Lines before the one containing "Task: annotate a point on every instance of the store" are excluded. Repeat that line and every line after it, exactly.

→ DATA FOR THE TASK:
-=-=-=-=-
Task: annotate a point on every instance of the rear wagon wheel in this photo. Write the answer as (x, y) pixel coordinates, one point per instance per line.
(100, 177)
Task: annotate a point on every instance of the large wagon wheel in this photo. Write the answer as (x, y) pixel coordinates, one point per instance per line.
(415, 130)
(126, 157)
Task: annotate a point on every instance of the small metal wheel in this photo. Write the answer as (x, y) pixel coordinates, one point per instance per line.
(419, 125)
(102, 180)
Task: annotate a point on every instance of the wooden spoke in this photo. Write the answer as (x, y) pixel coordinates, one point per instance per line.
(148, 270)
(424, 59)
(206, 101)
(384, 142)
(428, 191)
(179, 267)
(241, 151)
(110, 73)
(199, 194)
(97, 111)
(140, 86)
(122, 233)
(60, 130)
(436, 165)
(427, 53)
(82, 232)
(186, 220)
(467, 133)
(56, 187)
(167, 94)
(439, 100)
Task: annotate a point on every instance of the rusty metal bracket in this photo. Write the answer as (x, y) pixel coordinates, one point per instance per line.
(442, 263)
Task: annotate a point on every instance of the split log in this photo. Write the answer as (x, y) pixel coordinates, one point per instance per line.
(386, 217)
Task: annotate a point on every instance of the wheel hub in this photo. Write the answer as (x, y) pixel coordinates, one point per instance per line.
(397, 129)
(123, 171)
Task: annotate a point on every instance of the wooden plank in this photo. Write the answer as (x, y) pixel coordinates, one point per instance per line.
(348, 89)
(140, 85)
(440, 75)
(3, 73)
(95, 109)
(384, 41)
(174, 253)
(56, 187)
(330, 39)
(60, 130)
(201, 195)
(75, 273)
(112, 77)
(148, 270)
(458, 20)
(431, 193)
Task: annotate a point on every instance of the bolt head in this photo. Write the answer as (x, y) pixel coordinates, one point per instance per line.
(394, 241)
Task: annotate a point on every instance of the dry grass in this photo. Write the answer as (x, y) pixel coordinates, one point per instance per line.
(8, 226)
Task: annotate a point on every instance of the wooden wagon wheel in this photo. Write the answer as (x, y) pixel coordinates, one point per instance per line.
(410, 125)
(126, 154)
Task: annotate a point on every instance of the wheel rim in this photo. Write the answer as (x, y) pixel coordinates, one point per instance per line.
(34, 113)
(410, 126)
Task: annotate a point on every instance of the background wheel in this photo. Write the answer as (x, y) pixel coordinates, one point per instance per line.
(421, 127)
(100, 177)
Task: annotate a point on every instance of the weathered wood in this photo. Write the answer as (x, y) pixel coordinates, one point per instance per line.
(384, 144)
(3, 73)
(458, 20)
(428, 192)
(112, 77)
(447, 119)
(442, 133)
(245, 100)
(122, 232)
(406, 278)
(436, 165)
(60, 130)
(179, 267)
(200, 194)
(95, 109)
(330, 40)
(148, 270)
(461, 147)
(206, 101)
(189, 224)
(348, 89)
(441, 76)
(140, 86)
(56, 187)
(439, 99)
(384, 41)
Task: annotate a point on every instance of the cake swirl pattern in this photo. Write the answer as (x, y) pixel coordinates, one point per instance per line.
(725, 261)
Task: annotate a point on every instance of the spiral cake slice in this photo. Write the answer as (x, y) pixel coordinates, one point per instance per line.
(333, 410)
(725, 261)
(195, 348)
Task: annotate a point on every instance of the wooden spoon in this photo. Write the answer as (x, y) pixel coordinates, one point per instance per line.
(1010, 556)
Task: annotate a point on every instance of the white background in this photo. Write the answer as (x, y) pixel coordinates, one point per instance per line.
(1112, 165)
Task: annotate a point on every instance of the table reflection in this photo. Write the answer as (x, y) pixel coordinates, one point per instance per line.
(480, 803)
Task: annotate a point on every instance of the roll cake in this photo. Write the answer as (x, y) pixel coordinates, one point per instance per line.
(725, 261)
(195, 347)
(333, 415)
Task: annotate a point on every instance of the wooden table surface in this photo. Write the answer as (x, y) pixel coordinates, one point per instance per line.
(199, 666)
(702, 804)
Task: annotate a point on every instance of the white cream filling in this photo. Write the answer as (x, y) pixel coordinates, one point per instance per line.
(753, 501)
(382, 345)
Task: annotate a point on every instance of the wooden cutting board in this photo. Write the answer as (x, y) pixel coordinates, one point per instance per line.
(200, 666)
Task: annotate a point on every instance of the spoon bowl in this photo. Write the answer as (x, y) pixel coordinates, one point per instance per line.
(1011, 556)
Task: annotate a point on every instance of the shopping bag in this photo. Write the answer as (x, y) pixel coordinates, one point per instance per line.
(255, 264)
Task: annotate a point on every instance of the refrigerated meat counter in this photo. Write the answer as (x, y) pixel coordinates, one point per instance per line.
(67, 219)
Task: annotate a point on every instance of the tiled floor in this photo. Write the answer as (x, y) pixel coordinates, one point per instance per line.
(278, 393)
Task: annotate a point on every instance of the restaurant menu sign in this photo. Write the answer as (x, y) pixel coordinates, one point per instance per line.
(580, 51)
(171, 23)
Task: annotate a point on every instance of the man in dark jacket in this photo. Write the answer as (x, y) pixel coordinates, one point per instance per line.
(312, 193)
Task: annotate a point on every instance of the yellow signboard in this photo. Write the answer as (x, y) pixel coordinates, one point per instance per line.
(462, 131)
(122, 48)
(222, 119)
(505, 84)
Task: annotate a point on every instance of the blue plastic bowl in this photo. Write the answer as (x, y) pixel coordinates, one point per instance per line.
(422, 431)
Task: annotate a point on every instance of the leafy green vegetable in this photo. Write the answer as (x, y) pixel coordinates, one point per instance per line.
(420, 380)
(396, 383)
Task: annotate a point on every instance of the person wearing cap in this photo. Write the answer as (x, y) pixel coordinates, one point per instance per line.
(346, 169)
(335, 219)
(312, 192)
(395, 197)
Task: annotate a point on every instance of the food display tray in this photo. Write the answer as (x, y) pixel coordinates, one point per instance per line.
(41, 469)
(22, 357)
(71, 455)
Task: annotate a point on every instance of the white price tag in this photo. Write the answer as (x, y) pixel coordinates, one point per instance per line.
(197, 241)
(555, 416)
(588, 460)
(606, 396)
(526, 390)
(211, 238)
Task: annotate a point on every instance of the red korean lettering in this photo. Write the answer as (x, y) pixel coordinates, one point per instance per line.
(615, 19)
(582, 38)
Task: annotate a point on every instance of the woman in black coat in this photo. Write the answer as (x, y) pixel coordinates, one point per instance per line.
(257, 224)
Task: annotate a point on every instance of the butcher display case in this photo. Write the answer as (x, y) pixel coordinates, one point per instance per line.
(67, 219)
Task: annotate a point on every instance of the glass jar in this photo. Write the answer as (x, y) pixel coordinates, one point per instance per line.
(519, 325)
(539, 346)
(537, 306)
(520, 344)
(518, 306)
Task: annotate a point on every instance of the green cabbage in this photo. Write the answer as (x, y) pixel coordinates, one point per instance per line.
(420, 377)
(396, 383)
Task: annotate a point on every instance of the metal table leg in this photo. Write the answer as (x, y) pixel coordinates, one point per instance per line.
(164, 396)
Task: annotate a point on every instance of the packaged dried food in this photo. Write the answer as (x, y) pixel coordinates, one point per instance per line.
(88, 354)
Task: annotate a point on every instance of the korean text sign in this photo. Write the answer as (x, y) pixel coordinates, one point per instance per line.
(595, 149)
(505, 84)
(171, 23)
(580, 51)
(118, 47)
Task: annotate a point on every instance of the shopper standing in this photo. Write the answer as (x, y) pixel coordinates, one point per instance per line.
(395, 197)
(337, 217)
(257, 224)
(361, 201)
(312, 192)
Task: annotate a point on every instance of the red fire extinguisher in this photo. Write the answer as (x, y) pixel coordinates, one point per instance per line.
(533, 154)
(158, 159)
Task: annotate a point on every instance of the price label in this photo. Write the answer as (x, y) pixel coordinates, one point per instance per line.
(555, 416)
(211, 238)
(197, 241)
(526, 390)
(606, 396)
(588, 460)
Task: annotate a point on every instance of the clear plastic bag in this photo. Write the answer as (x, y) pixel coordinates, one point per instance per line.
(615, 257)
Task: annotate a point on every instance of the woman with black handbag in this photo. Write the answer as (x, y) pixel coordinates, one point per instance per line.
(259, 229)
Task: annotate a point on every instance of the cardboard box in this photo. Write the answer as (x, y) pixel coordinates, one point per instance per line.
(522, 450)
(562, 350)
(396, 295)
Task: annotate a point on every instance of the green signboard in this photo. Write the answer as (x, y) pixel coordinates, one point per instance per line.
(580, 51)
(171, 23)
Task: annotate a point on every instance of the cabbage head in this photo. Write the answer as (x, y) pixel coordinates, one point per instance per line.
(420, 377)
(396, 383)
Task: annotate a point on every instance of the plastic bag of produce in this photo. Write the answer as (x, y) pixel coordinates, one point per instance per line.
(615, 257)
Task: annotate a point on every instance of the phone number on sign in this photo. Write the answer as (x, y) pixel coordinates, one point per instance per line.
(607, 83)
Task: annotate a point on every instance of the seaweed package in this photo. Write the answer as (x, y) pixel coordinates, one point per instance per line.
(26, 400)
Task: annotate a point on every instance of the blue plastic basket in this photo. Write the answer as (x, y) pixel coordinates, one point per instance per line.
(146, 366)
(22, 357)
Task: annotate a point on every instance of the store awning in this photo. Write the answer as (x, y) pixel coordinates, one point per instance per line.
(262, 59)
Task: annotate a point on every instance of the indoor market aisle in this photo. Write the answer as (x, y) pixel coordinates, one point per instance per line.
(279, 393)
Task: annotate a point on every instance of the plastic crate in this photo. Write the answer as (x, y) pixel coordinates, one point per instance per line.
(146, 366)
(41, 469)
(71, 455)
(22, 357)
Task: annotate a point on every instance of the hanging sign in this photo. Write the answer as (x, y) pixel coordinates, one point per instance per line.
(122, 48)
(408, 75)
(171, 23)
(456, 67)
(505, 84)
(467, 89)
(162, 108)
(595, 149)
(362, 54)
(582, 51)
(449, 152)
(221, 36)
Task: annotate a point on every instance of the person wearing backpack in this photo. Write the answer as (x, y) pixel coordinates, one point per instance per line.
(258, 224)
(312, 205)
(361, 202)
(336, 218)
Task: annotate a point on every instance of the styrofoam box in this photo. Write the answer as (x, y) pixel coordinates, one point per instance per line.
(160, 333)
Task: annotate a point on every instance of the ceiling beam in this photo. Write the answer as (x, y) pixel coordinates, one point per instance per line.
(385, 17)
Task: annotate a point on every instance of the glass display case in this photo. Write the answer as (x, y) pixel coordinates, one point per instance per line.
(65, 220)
-=-=-=-=-
→ EXERCISE OUTPUT:
Task: annotate a point on every instance of the store awning in this photo. Write the answer as (x, y) pixel coordinates, one point per instance per line.
(262, 59)
Task: annotate a point on every instance of the indoor market aisle in this photo. Write the answer as (x, y) pixel coordinates, one point per instance per line.
(279, 393)
Task: annotate a point on every instance of the plastic crate in this photo. Write the answer as (x, y) pixel coordinates, one point per instance per line.
(146, 366)
(41, 469)
(71, 455)
(22, 357)
Task: annotate a point on every instance of the hanging sign in this photo. Write the answer as (x, y) pixel coordinates, one point per instance per line.
(122, 48)
(408, 75)
(171, 23)
(456, 67)
(505, 84)
(467, 89)
(162, 108)
(595, 149)
(362, 54)
(582, 51)
(449, 152)
(221, 36)
Task: annotate a point on every instance of the person wearing backpack in this photo. Write the answer as (x, y) pixel coordinates, one point per instance per line.
(258, 224)
(312, 205)
(361, 202)
(336, 218)
Task: annotate a point on every instance of the styrofoam box in this photo. Write the answer as (x, y) pixel coordinates, one point per instance per line.
(160, 333)
Task: annotate a point on every instance of the ceiling beam in this photo. Write the answer as (x, y) pixel coordinates, one point per instance per line.
(385, 17)
Task: annotate a point on every instance of the glass display case in this photo. Write the answer as (x, y) pixel coordinates, one point per instance per line.
(65, 220)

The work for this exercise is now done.